── DATA IN THIS EXERCISE ──

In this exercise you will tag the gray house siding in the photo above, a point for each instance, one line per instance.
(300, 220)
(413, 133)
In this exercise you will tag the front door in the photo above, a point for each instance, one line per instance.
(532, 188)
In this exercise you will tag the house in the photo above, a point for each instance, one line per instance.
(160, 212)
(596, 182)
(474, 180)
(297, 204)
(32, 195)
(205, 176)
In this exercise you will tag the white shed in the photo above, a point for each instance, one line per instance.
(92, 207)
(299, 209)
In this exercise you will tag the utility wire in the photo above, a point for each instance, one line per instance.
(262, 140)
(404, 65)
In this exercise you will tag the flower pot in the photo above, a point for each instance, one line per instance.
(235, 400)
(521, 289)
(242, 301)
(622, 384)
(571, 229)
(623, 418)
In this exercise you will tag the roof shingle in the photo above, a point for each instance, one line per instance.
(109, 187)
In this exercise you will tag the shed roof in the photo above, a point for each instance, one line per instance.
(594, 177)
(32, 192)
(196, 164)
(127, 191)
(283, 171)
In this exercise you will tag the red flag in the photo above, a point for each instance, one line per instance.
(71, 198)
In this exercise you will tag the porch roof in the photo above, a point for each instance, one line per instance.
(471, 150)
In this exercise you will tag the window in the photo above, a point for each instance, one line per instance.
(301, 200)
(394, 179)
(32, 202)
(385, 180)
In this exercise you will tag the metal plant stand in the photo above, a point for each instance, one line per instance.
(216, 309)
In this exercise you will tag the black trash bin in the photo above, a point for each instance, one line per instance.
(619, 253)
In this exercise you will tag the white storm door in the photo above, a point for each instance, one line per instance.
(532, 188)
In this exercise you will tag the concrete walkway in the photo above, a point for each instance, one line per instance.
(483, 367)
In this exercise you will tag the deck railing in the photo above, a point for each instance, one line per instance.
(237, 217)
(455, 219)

───

### [WRITTEN REQUEST]
Rewrite all the records above, swapping "tag" for "mark" wherever it appears and leaving everything else unchanged.

### [OUTPUT OF THE EXERCISE]
In this exercise you will mark the gray house siding in the photo above, a point for each instance, one line per instance.
(300, 220)
(413, 133)
In this exercise you will mark the front door in the photo above, a point for each instance, one line per instance.
(532, 188)
In this exercise you will mark the house in the photo above, a point for each instance, one line per instance.
(160, 212)
(596, 182)
(474, 180)
(297, 204)
(32, 195)
(205, 176)
In this exercise you will mark the white shed in the photo above, a point for each instance, one line per instance.
(92, 207)
(299, 209)
In this exercise you will mark the utility wire in the photo above, a point for each instance, one line per instance.
(262, 140)
(404, 65)
In this exercise you will mark the flower pot in the photo above, a point for each instance, one line per instance.
(235, 400)
(521, 289)
(242, 301)
(622, 384)
(571, 229)
(623, 418)
In this exercise you will mark the roof shingle in the photo above, a point for each instance, one line per instance.
(109, 187)
In this exercise you will mark the shed roof in the photo above, a point for each instance, one line per instance.
(594, 177)
(32, 192)
(196, 164)
(127, 191)
(283, 171)
In this exercise you will mark the red flag in the photo above, a point for each instance, one line per instance.
(71, 198)
In this exercise you will mark the porch roof in the photo above, a point for each instance, one line per instance.
(471, 150)
In this exercise you will mark the window in the photo above, a point for each instance, one line per instance.
(301, 200)
(394, 179)
(32, 202)
(385, 180)
In this exercise you will mark the metal plant stand in the photo above, a point for each instance, one line per instance.
(216, 309)
In this exercise you will mark the black trash bin in the photo above, a point for each instance, one line per instance.
(619, 253)
In this exercise you will mark the white storm door in the photo above, a point for each instance, one line per instance.
(532, 188)
In this exercise you will mark the concrete walkway in the photo above, a point for each instance, one line per instance.
(483, 367)
In this exercise you will mark the deck railing in the photo above, a point for each instance, one line per instance.
(237, 217)
(455, 219)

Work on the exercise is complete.